§ Job: Copy out the listing word for word, from its first line through the line containing "xmin=123 ymin=0 xmax=349 ymax=318".

§ Records to process:

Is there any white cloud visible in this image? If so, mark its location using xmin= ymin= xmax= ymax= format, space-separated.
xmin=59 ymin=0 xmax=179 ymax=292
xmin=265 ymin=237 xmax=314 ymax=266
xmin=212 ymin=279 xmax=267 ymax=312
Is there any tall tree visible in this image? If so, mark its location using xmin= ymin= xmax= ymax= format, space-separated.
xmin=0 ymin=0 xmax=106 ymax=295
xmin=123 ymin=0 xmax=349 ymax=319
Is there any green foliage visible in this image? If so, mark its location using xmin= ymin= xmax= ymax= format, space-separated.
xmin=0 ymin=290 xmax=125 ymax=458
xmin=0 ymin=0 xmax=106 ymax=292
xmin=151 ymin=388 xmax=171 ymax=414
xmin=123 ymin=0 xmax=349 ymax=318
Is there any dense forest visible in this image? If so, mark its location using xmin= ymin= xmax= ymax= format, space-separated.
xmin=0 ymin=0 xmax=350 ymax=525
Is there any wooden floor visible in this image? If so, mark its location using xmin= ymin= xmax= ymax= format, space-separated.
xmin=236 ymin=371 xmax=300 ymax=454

§ Worked answer:
Is there any white cloud visible in this image? If so, mark its location using xmin= ymin= xmax= ymax= format, space-separated.
xmin=59 ymin=0 xmax=179 ymax=292
xmin=265 ymin=237 xmax=314 ymax=266
xmin=212 ymin=279 xmax=267 ymax=312
Is there any tall tree visible in this image? If so, mark its location using xmin= ymin= xmax= ymax= format, space-separated.
xmin=0 ymin=0 xmax=106 ymax=295
xmin=123 ymin=0 xmax=349 ymax=319
Is there any green foliage visible in this image? If so, mark its location using xmin= ymin= xmax= ymax= format, space-separated.
xmin=0 ymin=290 xmax=125 ymax=458
xmin=0 ymin=0 xmax=106 ymax=292
xmin=151 ymin=388 xmax=171 ymax=414
xmin=123 ymin=0 xmax=349 ymax=318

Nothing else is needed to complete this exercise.